- **DESCRIPTION OF THE TASK**
Return the records in full, with every character preserved.

....................

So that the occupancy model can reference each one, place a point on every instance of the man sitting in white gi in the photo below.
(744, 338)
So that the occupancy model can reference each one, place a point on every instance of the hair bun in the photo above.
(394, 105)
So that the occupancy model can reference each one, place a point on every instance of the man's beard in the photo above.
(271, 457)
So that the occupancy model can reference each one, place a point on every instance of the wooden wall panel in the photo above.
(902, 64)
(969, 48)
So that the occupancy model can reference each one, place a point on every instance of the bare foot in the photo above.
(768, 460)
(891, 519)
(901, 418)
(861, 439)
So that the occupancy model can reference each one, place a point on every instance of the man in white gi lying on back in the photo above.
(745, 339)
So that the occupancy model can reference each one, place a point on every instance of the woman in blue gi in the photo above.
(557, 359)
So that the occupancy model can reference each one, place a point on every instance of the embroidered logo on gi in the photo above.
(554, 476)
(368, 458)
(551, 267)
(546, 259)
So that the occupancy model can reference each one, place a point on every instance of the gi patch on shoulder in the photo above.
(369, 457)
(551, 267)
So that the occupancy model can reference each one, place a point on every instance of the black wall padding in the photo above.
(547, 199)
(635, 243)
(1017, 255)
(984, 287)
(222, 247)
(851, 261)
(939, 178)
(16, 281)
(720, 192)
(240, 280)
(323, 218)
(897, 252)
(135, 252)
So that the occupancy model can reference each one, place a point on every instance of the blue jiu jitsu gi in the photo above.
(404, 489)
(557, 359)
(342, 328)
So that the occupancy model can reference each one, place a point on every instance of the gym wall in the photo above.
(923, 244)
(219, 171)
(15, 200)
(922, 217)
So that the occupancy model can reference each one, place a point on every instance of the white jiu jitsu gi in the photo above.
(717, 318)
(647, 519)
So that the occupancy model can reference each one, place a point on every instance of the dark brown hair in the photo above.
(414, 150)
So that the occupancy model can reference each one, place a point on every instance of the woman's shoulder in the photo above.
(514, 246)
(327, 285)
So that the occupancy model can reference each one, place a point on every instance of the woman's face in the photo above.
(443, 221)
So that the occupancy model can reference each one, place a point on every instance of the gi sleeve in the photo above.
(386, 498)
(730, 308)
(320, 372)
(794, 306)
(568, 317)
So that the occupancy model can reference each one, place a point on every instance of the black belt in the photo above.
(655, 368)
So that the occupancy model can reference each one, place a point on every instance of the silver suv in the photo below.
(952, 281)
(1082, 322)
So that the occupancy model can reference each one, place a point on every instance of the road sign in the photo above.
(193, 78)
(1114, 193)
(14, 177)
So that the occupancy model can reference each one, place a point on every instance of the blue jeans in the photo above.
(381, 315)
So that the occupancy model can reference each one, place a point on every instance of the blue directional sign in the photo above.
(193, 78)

....................

- **PROBLEM SOLUTION**
So that the occupancy model can reference each one, place a point on every instance of the man sitting in white gi in the photo below.
(744, 338)
So that the occupancy model can reference each one, place a point on every instance of the hair bun in the photo above.
(394, 105)
So that the occupancy model can reference each one, place a point on every instance of the man's beard in the photo above.
(271, 457)
So that the occupancy model can reference each one, place a point on every instance of the wooden wall panel in the photo above.
(902, 64)
(969, 48)
So that the occupancy model can reference each one, place a point on every instance of the bare foot in the photo above.
(768, 460)
(891, 519)
(901, 418)
(861, 439)
So that the occupancy model can reference each one, place a point on every instance of the man in white gi lying on back in the photo above.
(745, 339)
So that the occupancy model can reference each one, place a point on every instance of the woman in blue gi in the photo above.
(557, 359)
So that the occupancy model can reference each one, place a point on every instance of the embroidered logo on gi in the photo above.
(554, 476)
(368, 458)
(551, 267)
(546, 259)
So that the occupancy model can reference each one, place a point on every instance of the gi patch on shoulder in the photo above.
(369, 457)
(551, 267)
So that the occupancy model can reference each one, place a point on every instance of the black wall padding in the photo above.
(547, 199)
(635, 243)
(1017, 255)
(984, 287)
(222, 247)
(851, 261)
(939, 178)
(16, 281)
(720, 192)
(240, 280)
(323, 218)
(897, 252)
(135, 252)
So that the occupancy model can reference each one, place a point on every instance of the blue jiu jitsu gi in the photo above.
(404, 489)
(557, 359)
(342, 328)
So that the occupancy model can reference each one, place a point on every instance of the gym wall in the photo above.
(923, 244)
(219, 171)
(15, 200)
(922, 217)
So that the occupancy model can reference each one, place a point on every instance of the white jiu jitsu gi in the photo above.
(717, 318)
(647, 519)
So that the occupancy model can reference each one, place a point on every instance of the dark brown hair in the photo above.
(414, 150)
So that the occupancy model can reference each one, place a point on every instance of the woman's shoulder in the photo above.
(514, 246)
(327, 285)
So that the occupancy model can reference each one, place a point on every instance of the woman's face in the photo above.
(443, 221)
So that the occupancy model can reference each one, place a point on every instance of the gi sleeve in the photo above.
(386, 498)
(730, 308)
(320, 372)
(794, 306)
(568, 317)
So that the occupancy model can reference each one, place a point on every instance of the black belt in the photo above.
(655, 368)
So that the occupancy model can reference each one, place a point on every instance of the silver suv in the photo below.
(952, 281)
(1082, 322)
So that the occupancy model can reference each one, place a point on every instance of the road sign in the photo above.
(193, 78)
(1114, 193)
(14, 177)
So that the occupancy model can reference each one, place a point on every instance of the blue jeans in the photo above.
(381, 315)
So that the occupancy model can reference each one, place a point on every instance of the blue directional sign in the photo above.
(193, 78)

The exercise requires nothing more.